- WRITTEN TASK A
In the passage on Sandaband slurry testing, on which exploration well was the slurry field tested in the North Sea?
- WRITTEN TASK B
Repeat the passage on Sandaband slurry testing word for word from "The slurry has" up to and including "alternative to cement.".

- EXCERPT PROVIDED
************
The slurry has been carefully laboratory tested. It has also been field tested in the North Sea
by “Det Norske” on exploration well 25/8-17. It has also been used for temporary
abandonment at Kristin HPHT wells. All tests so far have been successful. However, the short
record of field testing in real P&A situations will probably cause many operators to still use
the well recorded cement as the preferred barrier element. This is because new materials
would mean new procedures and new challenges. It is also a bit more expensive than regular
cement and needs rig space for set up. More field testing would however make Sandaband a
very good and maybe even better alternative to cement.
************
- SUPPLIED DATA

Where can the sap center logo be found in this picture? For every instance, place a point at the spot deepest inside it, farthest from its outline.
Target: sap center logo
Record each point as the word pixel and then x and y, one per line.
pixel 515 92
************
- COMPLETE ANSWER A
Exploration well 25/8-17.

- COMPLETE ANSWER B
The slurry has been carefully laboratory tested. It has also been field tested in the North Sea
by “Det Norske” on exploration well 25/8-17. It has also been used for temporary
abandonment at Kristin HPHT wells. All tests so far have been successful. However, the short
record of field testing in real P&A situations will probably cause many operators to still use
the well recorded cement as the preferred barrier element. This is because new materials
would mean new procedures and new challenges. It is also a bit more expensive than regular
cement and needs rig space for set up. More field testing would however make Sandaband a
very good and maybe even better alternative to cement.